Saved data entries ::
* Start *

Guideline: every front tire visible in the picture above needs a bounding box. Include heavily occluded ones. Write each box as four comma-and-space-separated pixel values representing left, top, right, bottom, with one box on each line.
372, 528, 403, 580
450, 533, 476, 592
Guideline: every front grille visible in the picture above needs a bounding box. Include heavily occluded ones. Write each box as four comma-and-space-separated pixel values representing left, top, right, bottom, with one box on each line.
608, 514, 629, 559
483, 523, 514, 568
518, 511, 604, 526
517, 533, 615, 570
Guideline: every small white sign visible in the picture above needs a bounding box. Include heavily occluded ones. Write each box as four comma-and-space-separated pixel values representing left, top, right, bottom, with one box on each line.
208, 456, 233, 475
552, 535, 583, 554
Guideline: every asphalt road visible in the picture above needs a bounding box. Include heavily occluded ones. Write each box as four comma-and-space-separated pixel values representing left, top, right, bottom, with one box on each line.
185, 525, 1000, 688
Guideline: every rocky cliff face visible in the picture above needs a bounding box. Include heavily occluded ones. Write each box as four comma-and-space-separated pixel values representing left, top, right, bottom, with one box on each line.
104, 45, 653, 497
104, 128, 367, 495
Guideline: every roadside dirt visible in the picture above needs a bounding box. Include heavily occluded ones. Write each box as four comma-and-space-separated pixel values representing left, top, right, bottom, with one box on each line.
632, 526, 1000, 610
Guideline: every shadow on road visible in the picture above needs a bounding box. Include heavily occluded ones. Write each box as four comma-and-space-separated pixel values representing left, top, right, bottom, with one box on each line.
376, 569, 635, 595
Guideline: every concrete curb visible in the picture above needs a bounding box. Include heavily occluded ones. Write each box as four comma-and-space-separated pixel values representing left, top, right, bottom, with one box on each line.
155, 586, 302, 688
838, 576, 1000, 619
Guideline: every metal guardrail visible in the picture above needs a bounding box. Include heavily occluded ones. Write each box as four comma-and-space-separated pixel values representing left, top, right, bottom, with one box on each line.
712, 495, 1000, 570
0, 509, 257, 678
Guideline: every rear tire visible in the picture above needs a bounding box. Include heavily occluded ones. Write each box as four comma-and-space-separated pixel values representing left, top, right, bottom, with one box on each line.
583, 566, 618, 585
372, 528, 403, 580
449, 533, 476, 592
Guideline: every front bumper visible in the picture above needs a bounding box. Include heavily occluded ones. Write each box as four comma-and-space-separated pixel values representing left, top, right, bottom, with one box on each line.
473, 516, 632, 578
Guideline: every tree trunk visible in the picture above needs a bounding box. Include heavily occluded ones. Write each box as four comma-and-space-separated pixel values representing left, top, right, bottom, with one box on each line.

* End *

BRIEF :: Reproduce the records from the line with "Guideline: every rocky" up to and including the line with "632, 526, 1000, 610", keeping each guideline line, and offset every bounding box coordinate in those lines by adding 28 to it.

THE ANSWER ::
Guideline: every rocky cliff face visible in the picture above needs a bounding box. Include heavily occluded ones. Write each box as four comma-and-space-separated pixel values representing left, top, right, bottom, with one box on each line.
132, 73, 681, 525
132, 156, 395, 523
Guideline: every roadside dirt visible in the picture above needs a bounding box. Include heavily occluded ones. Write each box as four comma-and-space-separated pixel values representing left, top, right, bottom, with one box on each line.
660, 554, 1028, 638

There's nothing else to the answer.